§ Source:
============================================================

Buy a bit of history Tuesday and help fund the renovation of the Whitefish Central School auditorium

Whitefish Central School boosters and memorabilia buffs, Tuesday's your chance to claim your seat in history.

It costs just $10 a pop, and you get to keep the petrified gum on the bottom and the initials carved on the back.

In a one-day blowout sale June 20, the 1938-vintage wooden folding seats in the 540-capacity historic Central School auditorium will be offered to the public at a bargain-basement price. It's part of the major re-do under way at the auditorium.

"You snooze, you lose," said school counselor and Central School Auditorium Renovation Committee worker Kelly Talsma.

"Don't plan to come and get them on Wednesday. They're going to be gone," she promised. "People want them."

Call the school at 862-8650 to reserve a time for your own personal salvage party.

Slots are available from 10 a.m. to 7 p.m.

It's first-come, first-served, and each person can claim all the seats from any spot.

Maybe you have your own special seat that still bears the marks of your adolescent artistry.

Maybe you appreciate the workmanship of days gone by.

Bring your cash, your own wrenches and screwdrivers and ways to haul off your treasure before the end of the day - the auditorium is turned over to Swank Enterprises for demolition Wednesday.

Why would you want one of these seats?

"It's a bit of memorabilia if you went to school there," fundraising committee Chairman Ross Anderson said. "If not, they're built really well. They've got cast-iron decorative ends on them, and there's the really nice wood grain on the seat and back, even if they are plywood."

Besides, Talsma said, they're functional.

A budding North Fork church is interested, she said. Or on the home front, think of them in children's rooms, on porches, around the fire pit, in the garden, as a piece of art.

"You could carve your own names in it," she added. "With reunions in Whitefish, they would be fun to have. You could have them for your own mock theater in the basement."

A while back, the committee had offered the seats for $100 each. There were a few takers, such as the Whitefish Education Association's purchase of a pair of seats for teacher Joyce Murphy's retirement.

But a lot are left.

============================================================

Object pointing data rows:
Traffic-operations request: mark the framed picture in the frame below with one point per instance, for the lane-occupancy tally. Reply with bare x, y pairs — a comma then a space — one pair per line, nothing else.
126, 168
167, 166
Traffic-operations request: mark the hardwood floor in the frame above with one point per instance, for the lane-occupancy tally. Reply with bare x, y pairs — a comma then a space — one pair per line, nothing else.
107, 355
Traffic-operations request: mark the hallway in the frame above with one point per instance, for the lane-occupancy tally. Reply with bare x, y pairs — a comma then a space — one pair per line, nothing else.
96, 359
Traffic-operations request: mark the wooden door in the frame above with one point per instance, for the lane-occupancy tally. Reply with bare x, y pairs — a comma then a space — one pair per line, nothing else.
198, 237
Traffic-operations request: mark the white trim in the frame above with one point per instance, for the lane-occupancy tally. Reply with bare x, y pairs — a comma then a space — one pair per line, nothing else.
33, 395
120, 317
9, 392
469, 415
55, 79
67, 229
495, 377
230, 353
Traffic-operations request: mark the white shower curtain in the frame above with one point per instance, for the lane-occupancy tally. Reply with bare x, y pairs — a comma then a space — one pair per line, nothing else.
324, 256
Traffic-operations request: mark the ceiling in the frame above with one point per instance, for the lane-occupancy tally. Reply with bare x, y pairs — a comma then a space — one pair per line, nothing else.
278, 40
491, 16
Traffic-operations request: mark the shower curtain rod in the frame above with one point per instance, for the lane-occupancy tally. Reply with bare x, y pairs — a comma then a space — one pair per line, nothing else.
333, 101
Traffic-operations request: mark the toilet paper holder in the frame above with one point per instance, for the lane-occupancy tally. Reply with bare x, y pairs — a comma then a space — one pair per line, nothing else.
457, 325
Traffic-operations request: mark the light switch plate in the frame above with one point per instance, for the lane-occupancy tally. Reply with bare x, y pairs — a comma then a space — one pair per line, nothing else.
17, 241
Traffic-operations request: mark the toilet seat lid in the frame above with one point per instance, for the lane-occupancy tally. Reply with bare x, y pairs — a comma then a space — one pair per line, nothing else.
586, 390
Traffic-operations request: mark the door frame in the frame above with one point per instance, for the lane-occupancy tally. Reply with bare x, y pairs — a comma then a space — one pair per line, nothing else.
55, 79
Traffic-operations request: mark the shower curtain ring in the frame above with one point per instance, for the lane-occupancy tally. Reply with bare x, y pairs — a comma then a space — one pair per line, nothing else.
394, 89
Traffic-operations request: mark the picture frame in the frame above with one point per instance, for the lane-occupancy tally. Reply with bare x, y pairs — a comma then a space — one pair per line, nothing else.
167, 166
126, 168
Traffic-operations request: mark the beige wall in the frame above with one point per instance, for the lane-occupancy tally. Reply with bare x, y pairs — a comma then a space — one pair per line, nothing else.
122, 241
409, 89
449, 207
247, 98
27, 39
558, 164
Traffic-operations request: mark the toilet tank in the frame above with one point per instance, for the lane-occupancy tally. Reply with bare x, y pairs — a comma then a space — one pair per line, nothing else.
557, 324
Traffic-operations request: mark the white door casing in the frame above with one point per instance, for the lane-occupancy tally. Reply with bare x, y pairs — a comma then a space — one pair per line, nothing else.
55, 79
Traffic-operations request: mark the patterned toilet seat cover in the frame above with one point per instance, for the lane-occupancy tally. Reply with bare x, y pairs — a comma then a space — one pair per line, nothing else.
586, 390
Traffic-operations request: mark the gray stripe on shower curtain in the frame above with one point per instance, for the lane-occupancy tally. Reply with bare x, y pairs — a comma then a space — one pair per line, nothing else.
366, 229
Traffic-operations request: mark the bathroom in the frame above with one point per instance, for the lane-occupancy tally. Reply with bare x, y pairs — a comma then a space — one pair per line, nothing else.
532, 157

============================================================

Please say what year the wooden folding seats date from, according to the article about the Whitefish Central School auditorium seat sale. You can set the data aside; it isn't needed here.

1938.